_DIRECTIVE_.
Convert every line of the records below into a JSON list of strings, one string for each line, with blank lines left out.

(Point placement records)

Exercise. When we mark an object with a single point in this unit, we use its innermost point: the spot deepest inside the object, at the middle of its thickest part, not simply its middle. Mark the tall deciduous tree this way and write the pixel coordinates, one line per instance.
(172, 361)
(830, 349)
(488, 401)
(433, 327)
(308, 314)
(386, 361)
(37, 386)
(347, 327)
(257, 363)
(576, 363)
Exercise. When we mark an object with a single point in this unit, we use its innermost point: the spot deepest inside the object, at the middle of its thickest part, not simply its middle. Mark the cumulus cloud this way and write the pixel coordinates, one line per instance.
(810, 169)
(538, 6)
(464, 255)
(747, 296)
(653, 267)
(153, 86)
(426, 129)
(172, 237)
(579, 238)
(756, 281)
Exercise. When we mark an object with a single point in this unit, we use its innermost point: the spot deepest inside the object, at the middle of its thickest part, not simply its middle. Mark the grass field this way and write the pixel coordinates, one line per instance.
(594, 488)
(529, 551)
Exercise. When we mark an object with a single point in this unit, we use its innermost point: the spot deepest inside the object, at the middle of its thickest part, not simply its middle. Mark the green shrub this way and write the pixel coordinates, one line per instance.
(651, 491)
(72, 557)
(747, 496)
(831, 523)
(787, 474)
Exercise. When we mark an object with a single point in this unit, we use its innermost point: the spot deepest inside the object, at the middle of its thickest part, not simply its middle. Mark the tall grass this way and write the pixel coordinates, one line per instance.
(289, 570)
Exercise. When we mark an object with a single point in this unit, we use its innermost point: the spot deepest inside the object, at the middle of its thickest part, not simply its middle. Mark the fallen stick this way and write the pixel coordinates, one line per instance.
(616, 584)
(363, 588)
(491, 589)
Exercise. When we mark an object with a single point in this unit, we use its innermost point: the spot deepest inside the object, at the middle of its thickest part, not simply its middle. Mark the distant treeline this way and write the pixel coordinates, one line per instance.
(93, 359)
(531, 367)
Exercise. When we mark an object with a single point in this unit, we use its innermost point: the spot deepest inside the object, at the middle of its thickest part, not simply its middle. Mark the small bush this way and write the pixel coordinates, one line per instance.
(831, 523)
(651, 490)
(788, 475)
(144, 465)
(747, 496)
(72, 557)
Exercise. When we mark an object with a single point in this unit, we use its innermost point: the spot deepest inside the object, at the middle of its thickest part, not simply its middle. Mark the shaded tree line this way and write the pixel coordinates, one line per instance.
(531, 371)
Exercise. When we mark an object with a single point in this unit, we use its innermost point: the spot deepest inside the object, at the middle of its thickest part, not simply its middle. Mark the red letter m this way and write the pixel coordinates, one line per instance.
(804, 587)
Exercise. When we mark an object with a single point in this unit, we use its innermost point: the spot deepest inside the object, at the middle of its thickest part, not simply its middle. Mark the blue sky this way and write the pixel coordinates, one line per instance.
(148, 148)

_RESULT FOR THIS EXERCISE_.
[
  "Exercise. When we mark an object with a single point in this unit, we use its innermost point: the spot deepest inside the object, at the middle of its thickest part, not simply its middle. Mark the tall deciduous tree this way and write the pixel coordinates, one line per instance.",
  "(172, 361)",
  "(830, 349)",
  "(488, 401)",
  "(433, 327)",
  "(308, 314)",
  "(386, 361)",
  "(37, 386)",
  "(347, 327)",
  "(257, 363)",
  "(576, 363)",
  "Exercise. When we mark an object with a single point in this unit, we use its innermost point: the spot deepest inside the object, at the middle of its thickest part, not simply its middle. Mark the cumulus cloud this way and write the pixel coordinates, one line per instance.",
  "(810, 169)",
  "(538, 6)",
  "(464, 255)",
  "(747, 296)",
  "(653, 267)",
  "(153, 86)",
  "(426, 129)",
  "(172, 237)",
  "(579, 238)",
  "(756, 281)",
  "Exercise. When we mark an object with a single point in this unit, we use its innermost point: the spot deepest inside the object, at the middle of its thickest part, not simply its middle. Mark the grass field this way and write the pixel coordinates, one line per instance.",
  "(594, 488)",
  "(529, 551)",
  "Exercise. When we mark an object with a single point in this unit, we use its innermost point: the spot deepest inside the object, at the middle of its thickest part, not simply its middle. Mark the green shrub this way and write the pixel coordinates, one line per instance.",
  "(651, 491)",
  "(72, 557)",
  "(747, 496)",
  "(831, 523)",
  "(787, 474)",
  "Exercise. When we mark an object with a single point in this unit, we use its innermost point: the spot deepest inside the object, at the middle of its thickest part, not simply its middle. Mark the tall grass this way and write the pixel coordinates, one line per instance.",
  "(289, 570)",
  "Exercise. When we mark an object with a single point in this unit, we use its innermost point: the spot deepest inside the object, at the middle of its thickest part, not simply its middle. Mark the fallen stick this way and write the pixel coordinates, one line per instance.",
  "(616, 584)",
  "(363, 588)",
  "(491, 589)",
  "Exercise. When we mark an object with a single point in this unit, we use its innermost point: the spot deepest inside the object, at the middle of its thickest part, not simply its middle. Mark the distant treeline this way and write the pixel coordinates, one line per instance.",
  "(93, 359)",
  "(531, 367)",
  "Exercise. When we mark an object with a single point in this unit, we use its innermost point: the spot deepest inside the object, at the middle of its thickest part, not simply its middle. Mark the small bush this way and write the pixel coordinates, one line per instance.",
  "(831, 523)",
  "(651, 490)",
  "(788, 475)",
  "(144, 465)",
  "(747, 496)",
  "(72, 557)",
  "Exercise. When we mark an object with a single point in this unit, we use its innermost point: the spot deepest inside the object, at the middle of its thickest part, not simply its middle. Mark the shaded tree line this way and write the pixel coordinates, one line per instance.",
  "(531, 371)",
  "Exercise. When we mark an object with a single point in this unit, we use its innermost point: the spot deepest inside the object, at the middle of its thickest part, not simply its middle. Mark the red letter m this way and write the pixel coordinates, one line per instance.",
  "(804, 587)",
  "Exercise. When we mark an object with a single point in this unit, we use its innermost point: the spot deepest inside the object, at the middle of its thickest part, not simply its middle. Mark the blue sky this way and write the pixel coordinates, one line per instance.",
  "(148, 148)"
]